** Begin Passage provided **

Testifying during a Los Angeles Superior Court hearing to determine the validity of her marriage to Dr. Reza Jarrahy, the 63-year-old Oscar-winning actress said that the former couple never obtained a marriage license and that she does not believe his father was qualified under New York law to marry the couple in the way a priest, rabbi or judge could.
The Iranian-American Jarrahy maintains his father was a valid officiant under Islamic law. The 48-year-old physician filed his petition in May 2018 and is seeking spousal support.
Judge Mark Juhas said his only task is to decide whether Jarrahy’s father had the authority to marry the couple. But Jarrahy’s lawyer, Stephen Kolodny, said the video of the purported wedding that took place in the Hamptons on Long Island, New York in September 2001 is also a test of the actress’ credibility.
According to Kolodny, Davis had her publicist tell the world a day after the ceremony that she and the doctor were married. The actress also held herself out as a married woman for the duration of the 17-year relationship with Jarrahy, said Kolodny, who played the video of the ceremony in court during the hearing.
Kolodny questioned Davis about her vows in the video when she told Jarrahy that she considered him her husband and that she would love him until “the end of my days.”
“Were you lying when you said that?,” Kolodny asked.
“No” Davis replied.
“You meant that?” Kolodny inquired.
“Yes,” Davis replied.
Kolodny also has argued that Davis researched and planned the ceremony and agreed that Jarrahy’s father could officiate.
But Juhas said he was not convinced by Kolodny’s argument.
“People say things at weddings,” Juhas said, adding that if everyone was held to what they said during their vows, no one could legally divorce.

** End Passage provided **
** Begin Dataset content **

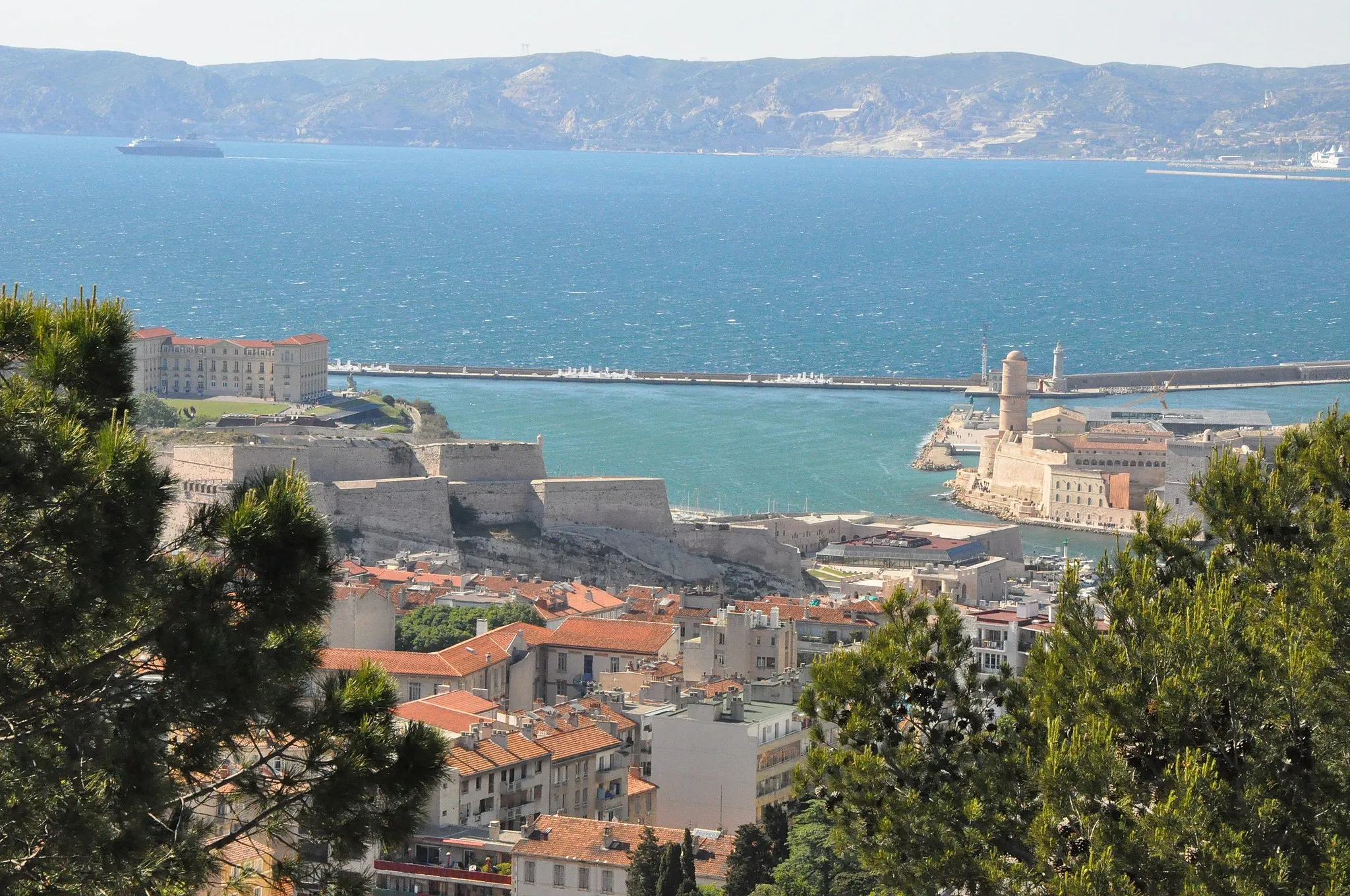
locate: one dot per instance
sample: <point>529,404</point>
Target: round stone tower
<point>1013,395</point>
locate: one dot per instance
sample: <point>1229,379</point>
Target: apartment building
<point>722,760</point>
<point>581,648</point>
<point>498,664</point>
<point>743,644</point>
<point>591,773</point>
<point>560,854</point>
<point>1007,634</point>
<point>293,369</point>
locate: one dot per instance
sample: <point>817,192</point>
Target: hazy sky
<point>1160,32</point>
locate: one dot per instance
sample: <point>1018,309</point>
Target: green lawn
<point>211,409</point>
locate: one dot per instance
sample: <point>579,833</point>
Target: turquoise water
<point>697,262</point>
<point>738,450</point>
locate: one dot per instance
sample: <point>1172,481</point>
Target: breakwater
<point>657,377</point>
<point>1079,385</point>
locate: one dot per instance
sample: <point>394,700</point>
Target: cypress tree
<point>645,866</point>
<point>751,861</point>
<point>689,883</point>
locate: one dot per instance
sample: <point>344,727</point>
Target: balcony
<point>438,872</point>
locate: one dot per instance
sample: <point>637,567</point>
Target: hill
<point>970,104</point>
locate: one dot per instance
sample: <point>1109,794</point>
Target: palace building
<point>293,369</point>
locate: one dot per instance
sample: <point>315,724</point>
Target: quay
<point>1047,386</point>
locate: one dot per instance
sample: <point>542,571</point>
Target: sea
<point>699,262</point>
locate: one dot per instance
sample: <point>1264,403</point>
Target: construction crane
<point>1161,395</point>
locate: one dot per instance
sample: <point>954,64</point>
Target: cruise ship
<point>191,145</point>
<point>1333,158</point>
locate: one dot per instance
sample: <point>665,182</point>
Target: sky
<point>1149,32</point>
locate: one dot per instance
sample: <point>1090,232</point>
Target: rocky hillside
<point>971,104</point>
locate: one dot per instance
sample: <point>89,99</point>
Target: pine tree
<point>160,702</point>
<point>751,861</point>
<point>644,870</point>
<point>1182,732</point>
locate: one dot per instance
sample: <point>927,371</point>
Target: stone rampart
<point>381,517</point>
<point>620,502</point>
<point>484,461</point>
<point>500,502</point>
<point>748,546</point>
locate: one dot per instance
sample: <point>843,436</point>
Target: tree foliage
<point>751,861</point>
<point>1192,742</point>
<point>156,704</point>
<point>436,628</point>
<point>645,866</point>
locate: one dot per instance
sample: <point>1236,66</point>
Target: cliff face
<point>971,104</point>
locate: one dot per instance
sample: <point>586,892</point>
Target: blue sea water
<point>697,264</point>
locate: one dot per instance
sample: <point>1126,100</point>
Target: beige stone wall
<point>484,461</point>
<point>749,546</point>
<point>500,502</point>
<point>636,504</point>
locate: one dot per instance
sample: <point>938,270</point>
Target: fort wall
<point>619,502</point>
<point>749,546</point>
<point>500,502</point>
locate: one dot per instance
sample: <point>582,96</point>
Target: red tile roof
<point>439,717</point>
<point>835,616</point>
<point>459,660</point>
<point>617,636</point>
<point>465,702</point>
<point>579,840</point>
<point>489,754</point>
<point>153,332</point>
<point>578,742</point>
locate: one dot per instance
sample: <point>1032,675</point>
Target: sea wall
<point>747,546</point>
<point>500,502</point>
<point>619,502</point>
<point>378,518</point>
<point>484,461</point>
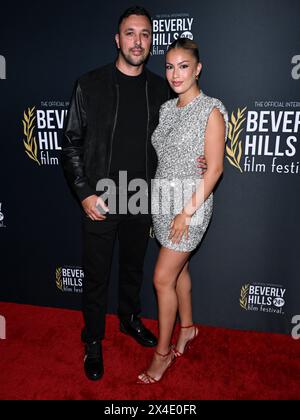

** End Dataset content **

Required work:
- A) In the passage about the marriage hearing, where and when did the purported wedding take place?
- B) Repeat word for word the section of the passage about the marriage hearing starting with "Testifying during a" and going on through "seeking spousal support.".

Worked solutions:
- A) In the Hamptons on Long Island, New York, in September 2001.

- B)
Testifying during a Los Angeles Superior Court hearing to determine the validity of her marriage to Dr. Reza Jarrahy, the 63-year-old Oscar-winning actress said that the former couple never obtained a marriage license and that she does not believe his father was qualified under New York law to marry the couple in the way a priest, rabbi or judge could.
The Iranian-American Jarrahy maintains his father was a valid officiant under Islamic law. The 48-year-old physician filed his petition in May 2018 and is seeking spousal support.